━━ TEXT SECTION ━━

The announcement by the group, Equality California, comes almost a year after the court’s initial decision to legalize same-sex marriage, a ruling that voters negated in November when they passed the ballot measure, Proposition 8. The proposition has since been challenged in court, but gay rights advocates worry the court will uphold it, and are preparing for the next stage of the fight.
“We’re hoping the court rules the right way, but we’re not counting on it,” said Marc Solomon, Equality California’s newly hired marriage director. “And we believe that 2010 is the right time to go back to the ballot.”
The possibility of a ballot measure to overturn Proposition 8 has been floated online and elsewhere since the election, but the announcement is a concrete signal that California might soon be embroiled in another electoral fight over same-sex marriage. The November campaign ranked as one of the most divisive and expensive ballot measure fights ever, with the two sides spending more than $80 million combined.

━━━
━━ GIVEN INFORMATION ━━

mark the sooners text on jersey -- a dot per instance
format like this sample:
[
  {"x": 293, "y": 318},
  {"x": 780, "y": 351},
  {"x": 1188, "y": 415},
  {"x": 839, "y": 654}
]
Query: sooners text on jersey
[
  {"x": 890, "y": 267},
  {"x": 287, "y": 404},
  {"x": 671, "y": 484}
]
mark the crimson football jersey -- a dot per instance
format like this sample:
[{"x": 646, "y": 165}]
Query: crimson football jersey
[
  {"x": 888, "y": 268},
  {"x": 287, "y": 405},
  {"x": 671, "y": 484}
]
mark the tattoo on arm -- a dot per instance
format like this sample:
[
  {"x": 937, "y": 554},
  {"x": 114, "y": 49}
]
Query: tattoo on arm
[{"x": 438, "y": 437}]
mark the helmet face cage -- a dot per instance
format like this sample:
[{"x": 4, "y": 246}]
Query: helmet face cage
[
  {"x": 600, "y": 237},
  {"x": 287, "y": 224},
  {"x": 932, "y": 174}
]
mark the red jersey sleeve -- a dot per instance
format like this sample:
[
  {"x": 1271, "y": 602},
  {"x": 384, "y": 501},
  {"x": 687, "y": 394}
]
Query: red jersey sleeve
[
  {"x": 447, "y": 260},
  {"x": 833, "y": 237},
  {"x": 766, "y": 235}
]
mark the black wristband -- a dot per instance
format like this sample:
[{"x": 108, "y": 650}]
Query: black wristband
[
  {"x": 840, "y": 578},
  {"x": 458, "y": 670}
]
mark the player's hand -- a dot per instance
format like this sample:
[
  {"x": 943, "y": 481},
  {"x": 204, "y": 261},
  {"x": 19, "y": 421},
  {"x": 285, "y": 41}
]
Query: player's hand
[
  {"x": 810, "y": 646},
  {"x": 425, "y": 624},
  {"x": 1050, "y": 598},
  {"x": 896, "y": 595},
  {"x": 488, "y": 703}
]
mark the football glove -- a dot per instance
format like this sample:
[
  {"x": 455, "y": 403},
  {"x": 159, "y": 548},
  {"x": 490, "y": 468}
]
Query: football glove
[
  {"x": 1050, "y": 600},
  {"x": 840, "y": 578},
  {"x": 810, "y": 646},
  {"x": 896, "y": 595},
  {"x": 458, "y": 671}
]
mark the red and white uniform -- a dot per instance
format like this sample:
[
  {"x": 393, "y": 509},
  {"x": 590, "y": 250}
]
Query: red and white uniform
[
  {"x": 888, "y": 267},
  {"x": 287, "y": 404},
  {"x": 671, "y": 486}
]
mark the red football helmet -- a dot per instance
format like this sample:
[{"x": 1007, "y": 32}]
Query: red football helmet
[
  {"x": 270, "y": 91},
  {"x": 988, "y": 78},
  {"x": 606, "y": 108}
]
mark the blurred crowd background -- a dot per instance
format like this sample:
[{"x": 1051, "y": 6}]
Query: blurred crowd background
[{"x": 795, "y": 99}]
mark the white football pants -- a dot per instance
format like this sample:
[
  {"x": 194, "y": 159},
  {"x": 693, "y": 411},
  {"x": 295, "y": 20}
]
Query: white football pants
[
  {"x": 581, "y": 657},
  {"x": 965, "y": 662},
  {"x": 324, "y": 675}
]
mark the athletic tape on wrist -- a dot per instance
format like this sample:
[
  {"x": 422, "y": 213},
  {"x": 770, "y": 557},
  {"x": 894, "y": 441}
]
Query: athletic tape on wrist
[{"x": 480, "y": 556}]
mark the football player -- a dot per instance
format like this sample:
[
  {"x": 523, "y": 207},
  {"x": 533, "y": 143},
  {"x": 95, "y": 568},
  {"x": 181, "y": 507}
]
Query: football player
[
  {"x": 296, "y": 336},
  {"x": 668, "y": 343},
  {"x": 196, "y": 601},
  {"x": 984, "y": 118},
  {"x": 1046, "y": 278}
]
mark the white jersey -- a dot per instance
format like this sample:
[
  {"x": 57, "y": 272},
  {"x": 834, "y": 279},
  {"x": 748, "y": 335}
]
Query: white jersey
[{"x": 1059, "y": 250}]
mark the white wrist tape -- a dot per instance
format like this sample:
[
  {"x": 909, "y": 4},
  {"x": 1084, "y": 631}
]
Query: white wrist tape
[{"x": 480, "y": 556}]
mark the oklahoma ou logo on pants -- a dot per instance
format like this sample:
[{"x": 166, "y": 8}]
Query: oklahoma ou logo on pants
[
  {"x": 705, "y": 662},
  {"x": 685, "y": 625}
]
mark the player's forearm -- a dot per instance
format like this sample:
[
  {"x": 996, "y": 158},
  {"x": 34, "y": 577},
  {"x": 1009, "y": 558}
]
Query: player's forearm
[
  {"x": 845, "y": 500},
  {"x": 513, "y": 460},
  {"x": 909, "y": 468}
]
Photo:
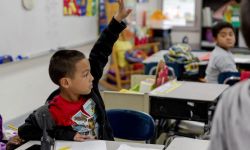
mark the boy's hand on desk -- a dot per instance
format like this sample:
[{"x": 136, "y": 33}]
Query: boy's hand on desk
[
  {"x": 81, "y": 138},
  {"x": 122, "y": 12}
]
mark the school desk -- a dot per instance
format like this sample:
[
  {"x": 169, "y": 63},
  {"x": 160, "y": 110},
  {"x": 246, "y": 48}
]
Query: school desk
[
  {"x": 188, "y": 144},
  {"x": 183, "y": 100},
  {"x": 241, "y": 60}
]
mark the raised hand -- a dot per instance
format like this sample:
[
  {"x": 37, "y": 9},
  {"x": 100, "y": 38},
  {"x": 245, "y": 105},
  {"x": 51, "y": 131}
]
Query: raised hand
[{"x": 122, "y": 11}]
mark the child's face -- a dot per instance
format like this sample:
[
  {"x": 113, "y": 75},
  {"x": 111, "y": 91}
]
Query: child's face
[
  {"x": 81, "y": 83},
  {"x": 225, "y": 38}
]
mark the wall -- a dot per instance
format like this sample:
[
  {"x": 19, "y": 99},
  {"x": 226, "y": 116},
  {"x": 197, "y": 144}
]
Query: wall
[{"x": 41, "y": 29}]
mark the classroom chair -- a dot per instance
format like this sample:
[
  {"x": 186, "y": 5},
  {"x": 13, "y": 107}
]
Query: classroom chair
[
  {"x": 229, "y": 78},
  {"x": 131, "y": 124},
  {"x": 121, "y": 76}
]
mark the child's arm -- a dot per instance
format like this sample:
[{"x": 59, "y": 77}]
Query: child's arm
[
  {"x": 103, "y": 47},
  {"x": 30, "y": 129}
]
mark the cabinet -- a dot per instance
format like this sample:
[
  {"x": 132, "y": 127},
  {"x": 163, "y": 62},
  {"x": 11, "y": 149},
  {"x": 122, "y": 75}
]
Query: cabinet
[{"x": 214, "y": 11}]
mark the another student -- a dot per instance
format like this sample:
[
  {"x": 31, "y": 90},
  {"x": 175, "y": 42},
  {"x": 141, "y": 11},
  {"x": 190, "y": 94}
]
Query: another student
[
  {"x": 230, "y": 129},
  {"x": 76, "y": 110},
  {"x": 221, "y": 59}
]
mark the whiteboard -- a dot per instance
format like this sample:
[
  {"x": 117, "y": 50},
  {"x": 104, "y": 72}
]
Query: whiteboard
[{"x": 41, "y": 29}]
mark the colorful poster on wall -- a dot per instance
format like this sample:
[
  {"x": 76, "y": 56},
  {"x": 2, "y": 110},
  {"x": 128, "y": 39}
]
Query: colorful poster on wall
[{"x": 80, "y": 7}]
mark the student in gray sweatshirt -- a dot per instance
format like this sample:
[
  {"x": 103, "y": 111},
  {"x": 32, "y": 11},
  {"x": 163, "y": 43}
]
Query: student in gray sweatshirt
[
  {"x": 231, "y": 129},
  {"x": 221, "y": 59}
]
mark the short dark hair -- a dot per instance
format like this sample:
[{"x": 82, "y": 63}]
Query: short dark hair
[
  {"x": 245, "y": 20},
  {"x": 219, "y": 26},
  {"x": 62, "y": 64}
]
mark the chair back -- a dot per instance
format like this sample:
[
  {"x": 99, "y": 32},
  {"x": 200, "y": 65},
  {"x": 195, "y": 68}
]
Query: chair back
[
  {"x": 229, "y": 78},
  {"x": 131, "y": 124}
]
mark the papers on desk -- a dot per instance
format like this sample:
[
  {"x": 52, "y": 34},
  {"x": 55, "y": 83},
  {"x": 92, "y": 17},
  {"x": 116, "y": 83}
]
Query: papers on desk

━━━

Answer these questions from the text about Proposition 8.
(a) What position does Marc Solomon hold at Equality California?
(b) Which year does Solomon call the right time to go back to the ballot?
(c) How much did the two sides spend combined in the November campaign?

(a) He is Equality California's newly hired marriage director.
(b) 2010.
(c) More than $80 million.